_Problem description_.
Can you print, word for word, every line between the one holding "Find the wooden bowl rim" and the one holding "column 548, row 97", inclusive?

++++++

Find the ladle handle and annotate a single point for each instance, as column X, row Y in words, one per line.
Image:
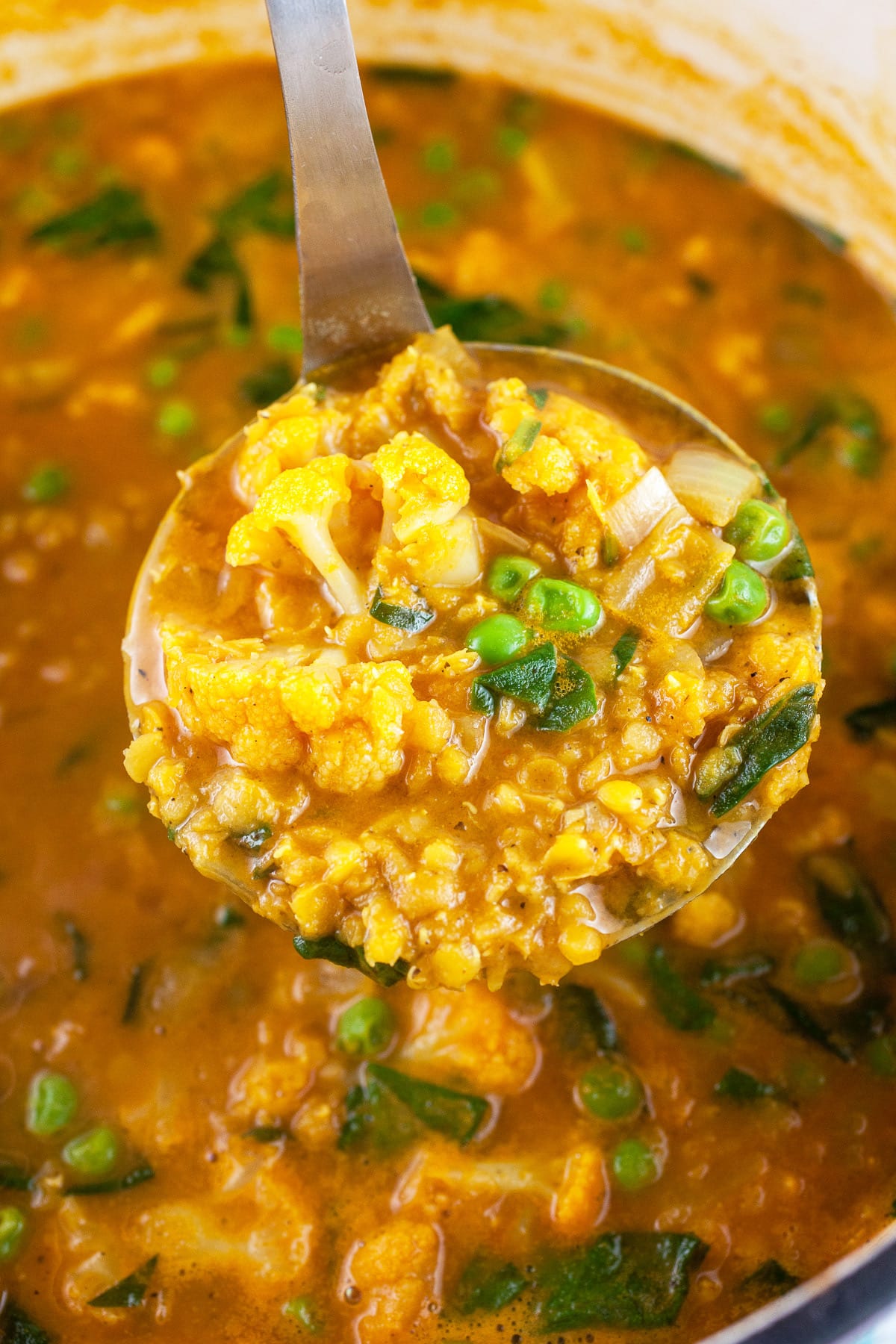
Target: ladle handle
column 358, row 289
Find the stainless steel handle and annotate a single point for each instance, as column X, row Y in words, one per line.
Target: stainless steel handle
column 356, row 287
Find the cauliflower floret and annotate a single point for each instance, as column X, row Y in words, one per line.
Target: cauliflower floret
column 396, row 1273
column 300, row 504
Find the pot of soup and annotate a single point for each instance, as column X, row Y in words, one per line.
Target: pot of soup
column 207, row 1136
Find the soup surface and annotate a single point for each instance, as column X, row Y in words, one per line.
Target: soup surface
column 205, row 1136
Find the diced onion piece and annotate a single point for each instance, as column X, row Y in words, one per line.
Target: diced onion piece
column 711, row 485
column 638, row 511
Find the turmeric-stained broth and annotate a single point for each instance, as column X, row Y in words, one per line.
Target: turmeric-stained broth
column 723, row 1085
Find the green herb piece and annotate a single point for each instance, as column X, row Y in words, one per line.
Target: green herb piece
column 13, row 1176
column 134, row 994
column 176, row 418
column 583, row 1026
column 390, row 1105
column 847, row 425
column 435, row 77
column 508, row 576
column 47, row 484
column 679, row 1003
column 267, row 383
column 520, row 441
column 13, row 1233
column 52, row 1105
column 610, row 1090
column 625, row 1280
column 285, row 339
column 304, row 1312
column 758, row 531
column 140, row 1172
column 16, row 1325
column 411, row 620
column 773, row 737
column 528, row 678
column 633, row 1164
column 80, row 949
column 868, row 719
column 488, row 1284
column 92, row 1154
column 880, row 1055
column 487, row 317
column 559, row 605
column 741, row 1086
column 723, row 974
column 267, row 1133
column 623, row 650
column 128, row 1292
column 218, row 261
column 818, row 962
column 114, row 218
column 770, row 1280
column 253, row 840
column 800, row 1019
column 366, row 1027
column 573, row 699
column 742, row 596
column 331, row 949
column 497, row 638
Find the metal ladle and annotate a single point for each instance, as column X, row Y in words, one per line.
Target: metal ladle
column 359, row 297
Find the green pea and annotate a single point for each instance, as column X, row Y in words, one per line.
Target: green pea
column 610, row 1092
column 820, row 962
column 53, row 1102
column 497, row 638
column 47, row 484
column 93, row 1154
column 366, row 1028
column 304, row 1312
column 559, row 605
column 509, row 574
column 741, row 597
column 758, row 531
column 882, row 1055
column 13, row 1231
column 635, row 1166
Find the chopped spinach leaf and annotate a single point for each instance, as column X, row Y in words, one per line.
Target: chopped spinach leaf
column 140, row 1172
column 528, row 678
column 623, row 650
column 573, row 699
column 724, row 974
column 390, row 1105
column 773, row 737
column 742, row 1086
column 131, row 1290
column 625, row 1280
column 582, row 1023
column 848, row 902
column 488, row 317
column 411, row 620
column 331, row 949
column 134, row 994
column 770, row 1280
column 16, row 1325
column 114, row 218
column 679, row 1003
column 80, row 948
column 868, row 719
column 488, row 1284
column 267, row 383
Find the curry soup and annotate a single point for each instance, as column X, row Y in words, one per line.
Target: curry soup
column 203, row 1136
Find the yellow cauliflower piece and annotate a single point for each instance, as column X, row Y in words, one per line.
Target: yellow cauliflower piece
column 395, row 1272
column 300, row 504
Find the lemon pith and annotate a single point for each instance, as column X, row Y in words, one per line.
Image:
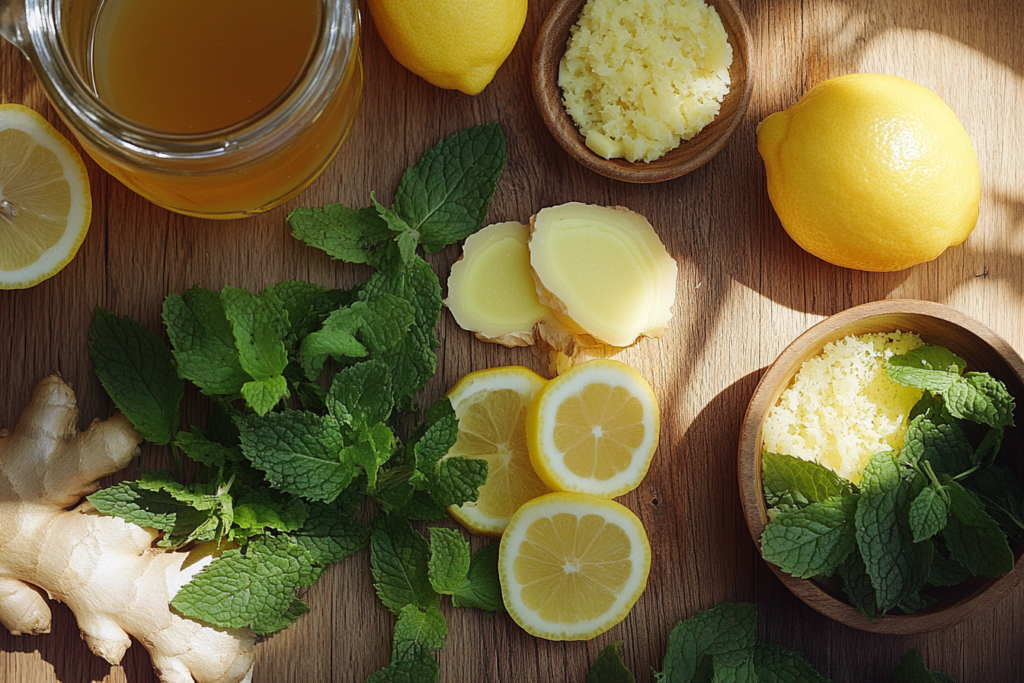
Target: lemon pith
column 594, row 429
column 572, row 565
column 45, row 206
column 871, row 172
column 492, row 407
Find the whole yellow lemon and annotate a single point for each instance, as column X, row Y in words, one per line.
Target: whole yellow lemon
column 871, row 172
column 455, row 44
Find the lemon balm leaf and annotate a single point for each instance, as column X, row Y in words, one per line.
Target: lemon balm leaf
column 137, row 371
column 446, row 195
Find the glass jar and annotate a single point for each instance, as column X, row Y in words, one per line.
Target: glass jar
column 244, row 169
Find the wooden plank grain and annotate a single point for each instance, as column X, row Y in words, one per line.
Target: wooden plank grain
column 744, row 291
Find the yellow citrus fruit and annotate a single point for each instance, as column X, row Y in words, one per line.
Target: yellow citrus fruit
column 572, row 565
column 871, row 172
column 594, row 429
column 455, row 44
column 492, row 409
column 45, row 206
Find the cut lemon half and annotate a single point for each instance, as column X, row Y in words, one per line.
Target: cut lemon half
column 492, row 409
column 594, row 429
column 572, row 565
column 45, row 206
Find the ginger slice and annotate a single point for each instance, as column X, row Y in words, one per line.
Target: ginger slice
column 605, row 269
column 491, row 288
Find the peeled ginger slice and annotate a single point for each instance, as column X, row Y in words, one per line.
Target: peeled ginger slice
column 605, row 268
column 491, row 289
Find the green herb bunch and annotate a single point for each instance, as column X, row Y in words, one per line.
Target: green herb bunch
column 287, row 462
column 720, row 644
column 933, row 515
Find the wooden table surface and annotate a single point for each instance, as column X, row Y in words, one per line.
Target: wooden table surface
column 744, row 292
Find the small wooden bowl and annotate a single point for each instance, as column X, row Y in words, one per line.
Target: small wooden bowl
column 938, row 325
column 551, row 44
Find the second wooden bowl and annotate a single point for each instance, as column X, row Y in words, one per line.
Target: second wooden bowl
column 692, row 154
column 938, row 325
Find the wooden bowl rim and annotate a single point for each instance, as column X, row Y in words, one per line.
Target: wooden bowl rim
column 986, row 593
column 548, row 97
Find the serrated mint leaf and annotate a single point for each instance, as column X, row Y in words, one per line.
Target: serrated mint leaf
column 775, row 664
column 254, row 585
column 726, row 629
column 938, row 441
column 928, row 514
column 137, row 372
column 857, row 585
column 450, row 557
column 203, row 342
column 297, row 453
column 259, row 327
column 897, row 566
column 344, row 233
column 812, row 541
column 201, row 449
column 783, row 474
column 931, row 368
column 445, row 196
column 481, row 588
column 458, row 480
column 982, row 398
column 263, row 395
column 398, row 558
column 608, row 667
column 974, row 539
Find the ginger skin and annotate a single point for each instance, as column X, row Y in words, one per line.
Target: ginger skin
column 102, row 567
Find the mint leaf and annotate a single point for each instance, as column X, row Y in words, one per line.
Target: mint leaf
column 981, row 398
column 204, row 344
column 775, row 664
column 445, row 196
column 931, row 368
column 259, row 326
column 782, row 475
column 398, row 558
column 812, row 541
column 928, row 514
column 608, row 668
column 726, row 629
column 938, row 441
column 344, row 233
column 449, row 563
column 137, row 372
column 297, row 453
column 974, row 539
column 898, row 567
column 481, row 588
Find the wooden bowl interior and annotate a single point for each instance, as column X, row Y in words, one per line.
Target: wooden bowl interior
column 551, row 44
column 936, row 325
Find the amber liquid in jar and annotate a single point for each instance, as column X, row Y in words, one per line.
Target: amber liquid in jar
column 199, row 66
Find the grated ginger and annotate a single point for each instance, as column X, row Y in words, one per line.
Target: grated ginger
column 842, row 408
column 640, row 76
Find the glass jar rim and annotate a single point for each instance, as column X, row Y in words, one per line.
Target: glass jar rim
column 102, row 126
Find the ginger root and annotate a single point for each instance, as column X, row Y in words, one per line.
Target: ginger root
column 102, row 567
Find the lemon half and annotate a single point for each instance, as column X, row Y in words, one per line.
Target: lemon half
column 45, row 206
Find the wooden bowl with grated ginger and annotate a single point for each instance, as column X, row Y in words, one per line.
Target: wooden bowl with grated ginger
column 690, row 154
column 936, row 325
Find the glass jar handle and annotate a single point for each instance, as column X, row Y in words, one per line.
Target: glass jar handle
column 12, row 23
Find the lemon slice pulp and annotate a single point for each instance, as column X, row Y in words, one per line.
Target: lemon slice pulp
column 572, row 565
column 594, row 429
column 492, row 409
column 45, row 206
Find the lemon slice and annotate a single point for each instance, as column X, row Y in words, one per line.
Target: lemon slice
column 594, row 429
column 572, row 565
column 45, row 204
column 492, row 408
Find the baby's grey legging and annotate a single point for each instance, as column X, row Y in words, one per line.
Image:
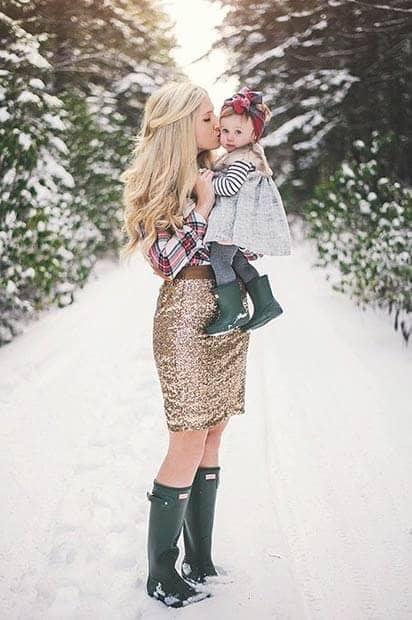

++++++

_Completed task_.
Find the wooden bowl rim and annotate a single point for each instance, as column X, row Y in words, one per line.
Target: wooden bowl rim
column 986, row 593
column 548, row 97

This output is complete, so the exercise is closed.